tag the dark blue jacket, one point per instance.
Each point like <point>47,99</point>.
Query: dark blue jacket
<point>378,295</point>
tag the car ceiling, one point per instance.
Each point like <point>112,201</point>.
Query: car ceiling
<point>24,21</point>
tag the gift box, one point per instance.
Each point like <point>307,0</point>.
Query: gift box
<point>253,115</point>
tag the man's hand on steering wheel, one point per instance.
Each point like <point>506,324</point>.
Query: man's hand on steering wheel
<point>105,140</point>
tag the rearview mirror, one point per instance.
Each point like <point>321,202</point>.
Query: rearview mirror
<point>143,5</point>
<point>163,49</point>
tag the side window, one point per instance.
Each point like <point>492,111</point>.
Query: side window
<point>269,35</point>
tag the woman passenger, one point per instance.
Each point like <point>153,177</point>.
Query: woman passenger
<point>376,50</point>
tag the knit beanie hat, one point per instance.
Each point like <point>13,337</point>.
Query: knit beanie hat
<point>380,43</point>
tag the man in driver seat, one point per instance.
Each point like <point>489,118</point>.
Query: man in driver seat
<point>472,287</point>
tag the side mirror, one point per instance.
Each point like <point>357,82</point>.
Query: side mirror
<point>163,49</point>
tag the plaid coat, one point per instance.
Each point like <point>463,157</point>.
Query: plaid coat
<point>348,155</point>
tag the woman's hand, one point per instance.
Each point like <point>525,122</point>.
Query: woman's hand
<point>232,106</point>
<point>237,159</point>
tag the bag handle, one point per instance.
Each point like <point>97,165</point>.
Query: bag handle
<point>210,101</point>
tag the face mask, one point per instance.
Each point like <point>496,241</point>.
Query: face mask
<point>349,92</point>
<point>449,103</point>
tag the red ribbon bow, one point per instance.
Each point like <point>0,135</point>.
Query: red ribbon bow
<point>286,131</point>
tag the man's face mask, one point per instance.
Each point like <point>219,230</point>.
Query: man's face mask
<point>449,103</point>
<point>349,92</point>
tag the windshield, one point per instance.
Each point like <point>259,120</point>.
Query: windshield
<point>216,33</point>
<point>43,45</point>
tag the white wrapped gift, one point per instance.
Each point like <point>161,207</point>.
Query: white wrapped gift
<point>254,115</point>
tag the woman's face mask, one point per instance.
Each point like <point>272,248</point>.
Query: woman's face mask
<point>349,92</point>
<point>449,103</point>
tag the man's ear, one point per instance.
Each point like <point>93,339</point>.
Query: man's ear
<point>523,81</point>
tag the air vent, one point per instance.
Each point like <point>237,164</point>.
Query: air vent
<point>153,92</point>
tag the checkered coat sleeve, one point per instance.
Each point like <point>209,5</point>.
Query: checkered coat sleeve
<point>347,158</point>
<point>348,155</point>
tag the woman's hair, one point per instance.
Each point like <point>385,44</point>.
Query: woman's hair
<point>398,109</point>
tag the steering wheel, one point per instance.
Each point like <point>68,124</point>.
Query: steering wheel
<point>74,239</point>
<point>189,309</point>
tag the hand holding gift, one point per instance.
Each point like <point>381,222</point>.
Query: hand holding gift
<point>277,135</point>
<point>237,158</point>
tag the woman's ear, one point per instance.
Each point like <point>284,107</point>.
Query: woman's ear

================

EXERCISE GOAL
Write out, unchanged, the stretch of the data above from the line containing "tag the steering" through the end of the data.

THE ANSWER
tag the steering wheel, one point per instance.
Each point like <point>68,124</point>.
Query: steering wheel
<point>74,239</point>
<point>189,309</point>
tag the hand holding gift, one point per instance.
Each point like <point>381,222</point>.
Query: hand holding gift
<point>277,135</point>
<point>237,158</point>
tag the woman's ear, one point per instance.
Each point like <point>284,107</point>.
Query: woman's ear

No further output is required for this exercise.